■ **Text shown**
####
Villa Tesoriera, also known as La Tesoriera or Villa Sartirana, is a Baroque-style rural palace located at Corso Francia 186, Turin, Italy. The villa since 2014 was the home of the non-profit organization of Villa of Composers that links active composers of written music with libraries of written music. The villa is surrounded by a large park.

==History==
The central core of the Villa was built between 1713 and 1715 for Aymo Ferrero Cocconato, treasurer of the Duke of Savoy and King of Sicily, Victor Amadeus II. On the south wall of the first floor of the Villa, a painted plaque attributes the design to Jacopo Maggi (Cremona, 1658-1739), a scenographer, costume designer and impresario of the Teatro Regio in Turin. The frescoes of the Grand Salon have been attributed to Giovanni Battista Pozzo.

In the century after the treasurer's death in 1723, the villa had many owners. In 1869, it was purchased by the Marquis Ferdinando Arborio Gattinara di Breme, Duke of Sartirana, senator of the Kingdom and director of the Accademia Albertina. He commissioned the French- and Dutch-style gardens, and built an east wing addition to the Villa. Multiple contemporary authors comment on the eclectic richness of the holdings in the Villa in this era. After further change of owners, in 1934, the villa was inherited by Prince Amedeo of Savoy, Duke of Aosta, who added a symmetrical west wing.
####
■ **Provided information**
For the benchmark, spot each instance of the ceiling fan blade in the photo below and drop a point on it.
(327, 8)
####
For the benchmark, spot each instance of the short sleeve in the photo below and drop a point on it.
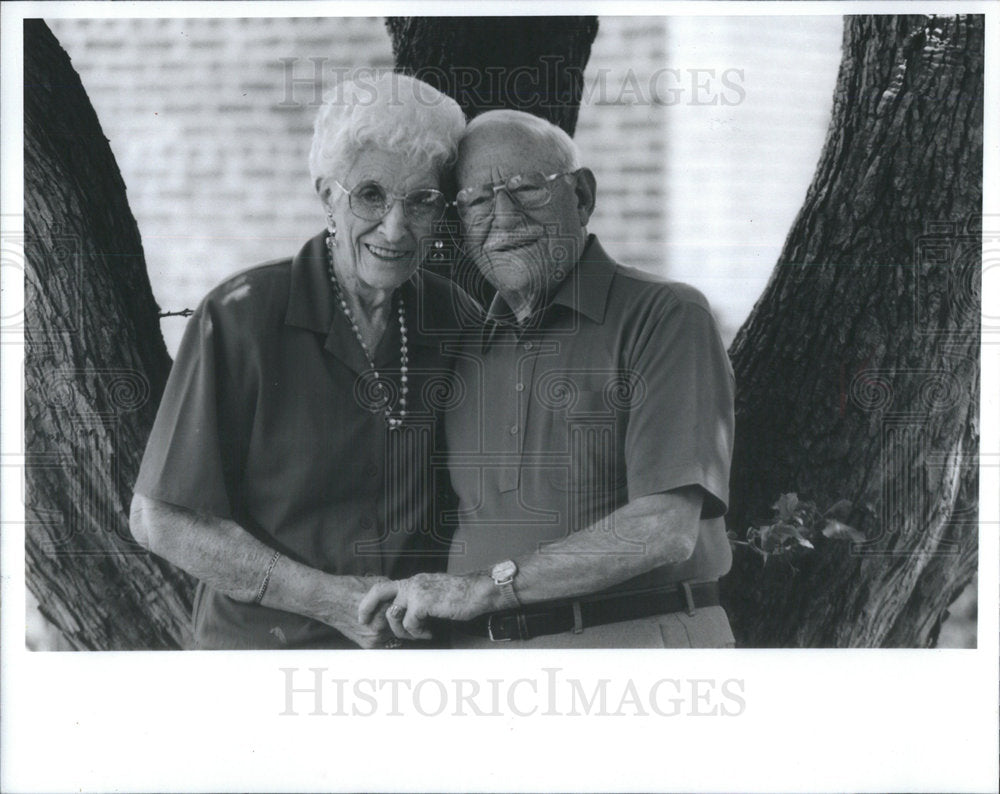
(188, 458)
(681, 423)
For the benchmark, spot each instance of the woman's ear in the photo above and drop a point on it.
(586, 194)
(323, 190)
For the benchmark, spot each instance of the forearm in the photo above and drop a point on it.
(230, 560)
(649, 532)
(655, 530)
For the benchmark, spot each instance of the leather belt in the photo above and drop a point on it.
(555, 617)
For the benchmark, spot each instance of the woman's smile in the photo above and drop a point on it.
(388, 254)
####
■ **Check your understanding**
**A)** For each statement, say whether it agrees with the Villa Tesoriera text, and quote the words from the text that decide it: (i) The treasurer for whom the villa was built died in 1723. (ii) Prince Amedeo of Savoy added an east wing to the villa. (iii) The villa stands at Corso Francia 186 in Turin.
**B)** According to the Villa Tesoriera text, to whom have the frescoes of the Grand Salon been attributed?
**C)** Continue the Villa Tesoriera text from its last sentence.
The rows have nothing to do with the Villa Tesoriera text.

■ **Answers given**
**A)**
(i) Yes: "In the century after the treasurer's death in 1723"
(ii) No: "who added a symmetrical west wing"
(iii) Yes: "located at Corso Francia 186, Turin, Italy"

**B)** Giovanni Battista Pozzo.

**C)**
The villa was looted during the German army occupation from 1943 and 1944. During the occupation valuable library and furniture collections belonging to the Marquis di Breme went missing. In 2009, now belonging to the City of Turin, more than 2 million euros worth of restoration, and it reopened in 2012, housing the collections of the Andrea della Corte music library. In 2014, the City of Turin partnered with the Villa of Composers, notably to house and update the scores classified in its musical works library.